TRECHO SELECIONADO
════════════════
Foi assim, nessa fase, que me deparei com a pandemia

Eu tenho 23 anos. Curso Bacharelado Interdisciplinar em Artes desde 2017 e teria me formado em 2020, se não fosse a pandemia. Passei a maior parte da minha vida em Cajazeiras.

Meus pais são separados. Minha mãe criou a mim e meu irmão. Ela é empregada doméstica e sempre trabalhou em casas situadas em bairro considerados nobres, como Rio Vermelho e Barra, para onde eu ia com ela — já que ela me matriculou em colégios públicos próximos à área em que trabalhava. Assim, saíamos juntos, e, depois que a minha aula terminava, eu ficava com ela até que fosse liberada do serviço e voltássemos para casa.

Sempre existiram algumas questões que me afastavam da minha família. Meu pai, ausente, morando em outra cidade, só nos ajudava quando conseguia algum trabalho. Meu irmão, usuário de drogas, se envolveu com o tráfico e chegou a ser preso. Minha mãe conseguiu um advogado para libertá-lo. Questões como essas geraram um afastamento familiar. Mas minha mãe sempre trabalhou para colocar comida na mesa e nos dar o mínimo.

Os abismos da realidade

Éramos vulneráveis e nem tínhamos essa consciência. O mais doido de tudo isso era que enquanto eu vivenciava essa realidade em casa — e convivia nos colégios com colegas, na maioria pretos, como eu, que vinham de um contexto similar —, na casa dos patrões da minha mãe eu percebia outra categoria de arranjo familiar. Era completamente desigual. Eu experienciava um “não-lugar”. Não me sentia pertencente a nenhum dos mundos.

Em Cajazeiras ou no colégio, eu tinha pouco tempo, e no trabalho da minha mãe, eu sabia que não fazia parte daquele lugar. Esses trânsitos me impediam de criar vínculos e relações estáveis, duradouras. Eu era bem introvertido.

Sou gay e minha mãe age com indiferença, como se não soubesse.

Sempre fui a pessoa mais escura da minha família. Eu sabia que muito do que eu passava na vida era, primeiro, por conta da minha cor, e também, por perceberem minha sexualidade dissidente.
════════════════
[Descrições de regiões em linguagem natural]
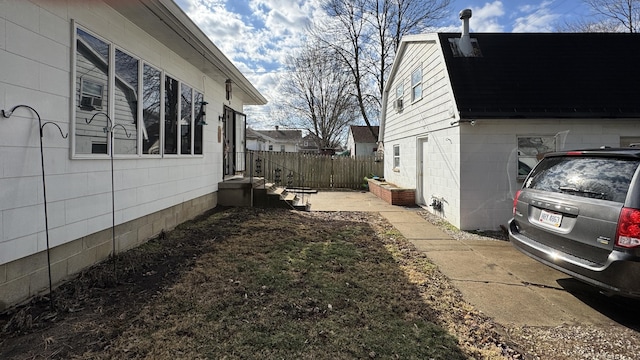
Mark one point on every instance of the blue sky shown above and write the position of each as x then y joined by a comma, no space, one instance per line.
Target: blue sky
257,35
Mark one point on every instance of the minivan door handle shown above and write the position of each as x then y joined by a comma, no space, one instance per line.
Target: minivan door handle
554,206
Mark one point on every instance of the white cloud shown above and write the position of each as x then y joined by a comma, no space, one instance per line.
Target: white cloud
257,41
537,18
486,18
════════════════
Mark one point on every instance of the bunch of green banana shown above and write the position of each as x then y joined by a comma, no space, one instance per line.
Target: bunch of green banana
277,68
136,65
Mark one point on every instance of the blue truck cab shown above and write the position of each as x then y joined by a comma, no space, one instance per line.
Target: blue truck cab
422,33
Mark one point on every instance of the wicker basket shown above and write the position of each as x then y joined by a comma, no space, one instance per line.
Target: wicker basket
════════════════
O QUE FAZER
**A)** Copie do relato o trecho que vai de "Eu tenho 23" até "voltássemos para casa.".
**B)** Por favor, dê continuidade ao relato pessoal a partir do ponto em que ele termina.
As linhas não são necessárias para nada aqui.

RESPOSTAS ESPERADAS
**A)**
Eu tenho 23 anos. Curso Bacharelado Interdisciplinar em Artes desde 2017 e teria me formado em 2020, se não fosse a pandemia. Passei a maior parte da minha vida em Cajazeiras.

Meus pais são separados. Minha mãe criou a mim e meu irmão. Ela é empregada doméstica e sempre trabalhou em casas situadas em bairro considerados nobres, como Rio Vermelho e Barra, para onde eu ia com ela — já que ela me matriculou em colégios públicos próximos à área em que trabalhava. Assim, saíamos juntos, e, depois que a minha aula terminava, eu ficava com ela até que fosse liberada do serviço e voltássemos para casa.

**B)**
A desigualdade é anterior à pandemia

Eu ainda era uma criança quando já me preocupava em, quando comprar o pão para a família que a minha mãe trabalhava, não parecer ou ser confundido com um delinquente, por exemplo. Eu pensava desde as roupas que usaria, que não estivessem minimamente rasgadas, até a maneira como andaria. A neta da patroa da minha mãe tinha a minha idade e era com ela (e com os amigos e familiares dela) que eu tinha algum tempo para brincar, de vez em quando. E, obviamente, existia um contraste gritante… sofrendo violências que, pela pouca idade, eu nem sequer percebia na época, sendo excluído de algumas brincadeiras.

Era um recorte de classe, mas que, principalmente no Brasil, está intrinsecamente ligado ao recorte de raça. O subconsciente e inconsciente coletivo de que preto é pobre e branco é rico. E as pessoas ao meu redor acreditavam que eu deveria enxergar naquele lugar uma oportunidade de transformação — apesar das violências. Eu era visto como um exemplo, principalmente porque, comparado ao meu irmão — que apontavam como alguém que “deu errado” — eu era alguém em que se podia depositar alguma confiança de que “daria certo”.

Isso era extremamente incômodo para mim, porque eu não queria ocupar esse lugar de expectativas. Fiz o possível para me esquivar dessa perspectiva. Até por tentar enxergar meu irmão de forma mais humana e, sem desresponsabilizar ele, entender os contextos e perceber quais as responsabilidades dele, do Estado, da família, da sociedade. Enquanto isso, fui tomando consciência, cada vez mais, sobre a minha raça e sexualidade.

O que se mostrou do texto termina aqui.